**Goal A:**
Duplicate the passage of the court opinion excerpt starting at "Loiseau seeks to" and ending at "will be dismissed.".
**Goal B:**
In the court opinion excerpt, what does the Supreme Court in Heck say civil tort actions are not appropriate vehicles for?
**Goal C:**
List every way the court opinion excerpt gives for how a § 1983 plaintiff's conviction or sentence may have been invalidated under Heck.

Loiseau seeks to hold Defendant Lowery liable for withholding allegedly exculpatory evidence. Loiseau fails to allege facts that suggest Defendant Lowery's actions in Loiseau's criminal proceedings were actions taken outside of his role as an advocate for the Commonwealth. See Carter, 34 F.3d at 263 (holding that a state prosecuting attorney is absolutely immune from liability for damages for conspiring with police officers to present false testimony and for withholding exculpatory evidence prior to trial). Thus, Loiseau's claim for monetary damages against Defendant Lowery is foreclosed, and will be dismissed.
Nevertheless, "prosecutors are not immune from suit as to requests for declaratory or injunctive relief." Blakeney v. Marsico, 340 F.Appx. 778, 779 (3d Cir. 2009) (citing Supreme Court of Va. v. Consumers Union of the U.S., 446 U.S. 719, 736 (1980); Jorden v. Nat'l Guard Bureau, 799 F.2d 99, 110 (3d Cir. 1986)). As explained below, Loiseau's request for declaratory relief is barred by Heck v. Humphrey and related cases.
2. Heck v. Humphrey
The premise of Loiseau's claims, namely the notion that he may seek, through a civil suit, the vacation or alteration of his criminal convictions and sentence as well as monetary damages stemming from the purportedly improper incarceration, "is legally frivolous in light of Heck v. Humphrey, 512 U.S. 477 (1994), and related cases." Payne v. Virginia, No. 3:07cv337, 2008 WL 1766665, at *2 (E.D. Va. Apr. 17, 2008).
In Heck, the Supreme Court emphasized that civil tort actions are "not appropriate vehicles for challenging the validity of outstanding criminal judgments." Heck, 512 U.S. at 486. The Supreme Court then held that:
[A] § 1983 plaintiff must prove that the conviction or sentence has been reversed on direct appeal, expunged by executive order, declared invalid by a state tribunal authorized to make such determination, or called into question by a federal court's issuance of a writ of habeas corpus, 28 U.S.C. § 2254.
Heck, 512 U.S. at 486-87 (internal footnote omitted). The Supreme Court then required that "when a state prisoner seeks damages in a § 1983 suit, the district court must consider whether a judgment in favor of the plaintiff would necessarily imply the invalidity of his conviction or sentence; if it would, the complaint must be dismissed unless the plaintiff can demonstrate that the conviction or sentence has already been invalidated." Id. at 487.

**Object detection data:**
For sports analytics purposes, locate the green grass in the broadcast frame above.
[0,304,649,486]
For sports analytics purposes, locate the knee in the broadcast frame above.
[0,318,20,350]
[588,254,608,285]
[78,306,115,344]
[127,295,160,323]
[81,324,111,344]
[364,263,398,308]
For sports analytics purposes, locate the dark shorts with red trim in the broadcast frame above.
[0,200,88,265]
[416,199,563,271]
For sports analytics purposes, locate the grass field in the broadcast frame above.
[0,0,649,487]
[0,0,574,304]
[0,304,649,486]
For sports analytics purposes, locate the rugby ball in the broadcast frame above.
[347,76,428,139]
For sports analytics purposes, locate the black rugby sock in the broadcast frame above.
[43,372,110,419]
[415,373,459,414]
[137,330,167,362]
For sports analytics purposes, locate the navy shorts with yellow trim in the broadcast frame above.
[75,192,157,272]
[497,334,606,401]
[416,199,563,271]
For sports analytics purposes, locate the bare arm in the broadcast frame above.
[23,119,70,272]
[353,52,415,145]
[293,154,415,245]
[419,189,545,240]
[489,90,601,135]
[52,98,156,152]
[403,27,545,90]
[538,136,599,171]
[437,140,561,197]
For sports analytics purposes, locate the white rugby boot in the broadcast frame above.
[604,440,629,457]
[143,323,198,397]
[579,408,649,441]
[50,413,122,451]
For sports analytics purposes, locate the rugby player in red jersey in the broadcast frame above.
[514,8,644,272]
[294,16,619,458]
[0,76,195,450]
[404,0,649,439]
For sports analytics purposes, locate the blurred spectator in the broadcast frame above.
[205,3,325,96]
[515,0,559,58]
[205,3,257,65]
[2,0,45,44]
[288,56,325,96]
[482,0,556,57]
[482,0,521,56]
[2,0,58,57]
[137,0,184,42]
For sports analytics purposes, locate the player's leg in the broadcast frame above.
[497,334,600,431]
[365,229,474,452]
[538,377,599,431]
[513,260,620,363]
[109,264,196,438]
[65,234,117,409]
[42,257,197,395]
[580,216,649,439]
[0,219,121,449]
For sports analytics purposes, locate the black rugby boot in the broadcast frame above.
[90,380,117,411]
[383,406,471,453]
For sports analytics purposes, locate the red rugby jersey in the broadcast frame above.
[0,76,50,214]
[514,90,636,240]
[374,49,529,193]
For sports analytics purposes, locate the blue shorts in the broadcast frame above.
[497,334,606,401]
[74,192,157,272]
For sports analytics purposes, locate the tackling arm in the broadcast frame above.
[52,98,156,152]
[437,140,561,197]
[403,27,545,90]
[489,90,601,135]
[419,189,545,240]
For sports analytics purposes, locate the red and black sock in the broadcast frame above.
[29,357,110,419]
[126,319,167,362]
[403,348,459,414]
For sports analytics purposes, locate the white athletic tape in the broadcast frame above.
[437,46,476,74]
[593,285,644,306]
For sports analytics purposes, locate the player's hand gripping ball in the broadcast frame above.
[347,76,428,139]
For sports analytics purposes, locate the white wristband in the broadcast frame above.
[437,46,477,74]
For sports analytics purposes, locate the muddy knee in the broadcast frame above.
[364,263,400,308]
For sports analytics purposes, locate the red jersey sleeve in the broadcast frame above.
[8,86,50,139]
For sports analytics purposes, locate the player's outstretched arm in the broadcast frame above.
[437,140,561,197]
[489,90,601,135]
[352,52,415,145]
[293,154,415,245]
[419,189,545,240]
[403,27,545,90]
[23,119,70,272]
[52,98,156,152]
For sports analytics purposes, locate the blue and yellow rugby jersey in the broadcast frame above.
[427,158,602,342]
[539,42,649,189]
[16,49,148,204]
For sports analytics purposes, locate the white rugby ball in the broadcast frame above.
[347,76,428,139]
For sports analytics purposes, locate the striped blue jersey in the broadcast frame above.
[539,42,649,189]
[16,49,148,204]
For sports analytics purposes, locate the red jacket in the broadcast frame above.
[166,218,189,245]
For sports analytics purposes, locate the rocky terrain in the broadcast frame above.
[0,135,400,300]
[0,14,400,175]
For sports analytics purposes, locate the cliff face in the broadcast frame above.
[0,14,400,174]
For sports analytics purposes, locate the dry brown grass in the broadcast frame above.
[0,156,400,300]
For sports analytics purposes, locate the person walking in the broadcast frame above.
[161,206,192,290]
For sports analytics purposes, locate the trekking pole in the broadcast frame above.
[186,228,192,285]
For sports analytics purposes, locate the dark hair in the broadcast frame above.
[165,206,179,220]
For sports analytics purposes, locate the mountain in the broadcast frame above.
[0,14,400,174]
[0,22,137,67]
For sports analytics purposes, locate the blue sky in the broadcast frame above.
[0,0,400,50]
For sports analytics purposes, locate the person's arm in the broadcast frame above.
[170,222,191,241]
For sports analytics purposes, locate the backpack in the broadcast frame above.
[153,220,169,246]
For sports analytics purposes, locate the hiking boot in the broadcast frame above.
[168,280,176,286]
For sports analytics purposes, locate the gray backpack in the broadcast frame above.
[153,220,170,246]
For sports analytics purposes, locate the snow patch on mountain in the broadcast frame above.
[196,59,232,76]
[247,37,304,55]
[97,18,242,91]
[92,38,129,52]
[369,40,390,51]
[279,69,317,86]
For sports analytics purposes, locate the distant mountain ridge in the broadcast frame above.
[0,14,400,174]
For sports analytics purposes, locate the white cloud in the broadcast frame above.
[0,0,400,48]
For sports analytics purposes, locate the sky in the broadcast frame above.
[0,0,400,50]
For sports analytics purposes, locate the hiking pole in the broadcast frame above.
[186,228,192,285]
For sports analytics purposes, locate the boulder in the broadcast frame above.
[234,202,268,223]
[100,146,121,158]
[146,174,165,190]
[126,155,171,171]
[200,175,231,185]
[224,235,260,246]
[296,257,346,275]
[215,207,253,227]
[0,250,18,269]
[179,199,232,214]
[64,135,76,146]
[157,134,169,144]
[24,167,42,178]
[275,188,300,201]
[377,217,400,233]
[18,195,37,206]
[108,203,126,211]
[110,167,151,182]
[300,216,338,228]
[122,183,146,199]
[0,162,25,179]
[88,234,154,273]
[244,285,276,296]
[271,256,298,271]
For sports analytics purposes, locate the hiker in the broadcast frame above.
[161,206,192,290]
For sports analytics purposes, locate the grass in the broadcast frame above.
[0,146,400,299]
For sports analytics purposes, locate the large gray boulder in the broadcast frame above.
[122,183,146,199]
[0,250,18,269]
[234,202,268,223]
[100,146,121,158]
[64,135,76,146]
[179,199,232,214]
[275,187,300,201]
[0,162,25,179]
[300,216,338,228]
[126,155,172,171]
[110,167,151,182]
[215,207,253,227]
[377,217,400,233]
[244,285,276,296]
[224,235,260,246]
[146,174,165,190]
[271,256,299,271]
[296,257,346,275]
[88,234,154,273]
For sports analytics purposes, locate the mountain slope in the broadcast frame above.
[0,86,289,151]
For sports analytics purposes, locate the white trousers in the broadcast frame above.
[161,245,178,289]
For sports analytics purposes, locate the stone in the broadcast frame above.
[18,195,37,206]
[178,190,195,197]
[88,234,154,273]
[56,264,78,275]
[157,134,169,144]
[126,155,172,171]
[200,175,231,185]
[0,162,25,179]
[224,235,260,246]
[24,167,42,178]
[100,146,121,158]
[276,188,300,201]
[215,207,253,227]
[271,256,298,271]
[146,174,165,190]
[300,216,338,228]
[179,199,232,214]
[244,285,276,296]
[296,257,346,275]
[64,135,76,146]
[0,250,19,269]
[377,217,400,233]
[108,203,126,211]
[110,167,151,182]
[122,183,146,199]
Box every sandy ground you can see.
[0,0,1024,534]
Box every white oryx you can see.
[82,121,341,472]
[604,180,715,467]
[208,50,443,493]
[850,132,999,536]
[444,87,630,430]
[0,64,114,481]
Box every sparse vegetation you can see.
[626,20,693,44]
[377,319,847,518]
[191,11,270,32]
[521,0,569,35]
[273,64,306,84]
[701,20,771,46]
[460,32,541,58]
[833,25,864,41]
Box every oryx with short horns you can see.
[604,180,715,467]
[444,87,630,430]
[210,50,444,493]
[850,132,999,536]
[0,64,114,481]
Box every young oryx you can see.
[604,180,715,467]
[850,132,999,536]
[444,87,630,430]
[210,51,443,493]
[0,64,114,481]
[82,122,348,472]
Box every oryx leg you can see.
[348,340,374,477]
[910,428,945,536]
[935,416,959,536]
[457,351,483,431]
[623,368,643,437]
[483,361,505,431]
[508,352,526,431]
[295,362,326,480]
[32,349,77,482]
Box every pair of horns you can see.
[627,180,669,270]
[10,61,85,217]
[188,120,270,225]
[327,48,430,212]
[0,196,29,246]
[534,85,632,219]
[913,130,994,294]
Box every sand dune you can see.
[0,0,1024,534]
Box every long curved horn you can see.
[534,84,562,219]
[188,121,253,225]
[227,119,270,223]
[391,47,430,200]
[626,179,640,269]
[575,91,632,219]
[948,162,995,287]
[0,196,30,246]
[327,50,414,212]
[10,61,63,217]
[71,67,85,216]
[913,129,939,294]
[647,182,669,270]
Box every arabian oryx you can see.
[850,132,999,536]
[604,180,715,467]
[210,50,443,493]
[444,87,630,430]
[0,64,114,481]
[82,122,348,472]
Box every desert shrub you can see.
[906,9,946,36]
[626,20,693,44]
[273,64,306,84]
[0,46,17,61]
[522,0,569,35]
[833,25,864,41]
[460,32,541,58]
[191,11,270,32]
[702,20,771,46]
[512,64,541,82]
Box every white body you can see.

**Complete answer A:**
Loiseau seeks to hold Defendant Lowery liable for withholding allegedly exculpatory evidence. Loiseau fails to allege facts that suggest Defendant Lowery's actions in Loiseau's criminal proceedings were actions taken outside of his role as an advocate for the Commonwealth. See Carter, 34 F.3d at 263 (holding that a state prosecuting attorney is absolutely immune from liability for damages for conspiring with police officers to present false testimony and for withholding exculpatory evidence prior to trial). Thus, Loiseau's claim for monetary damages against Defendant Lowery is foreclosed, and will be dismissed.

**Complete answer B:**
Challenging the validity of outstanding criminal judgments.

**Complete answer C:**
- Reversed on direct appeal
- Expunged by executive order
- Declared invalid by a state tribunal authorized to make such determination
- Called into question by a federal court's issuance of a writ of habeas corpus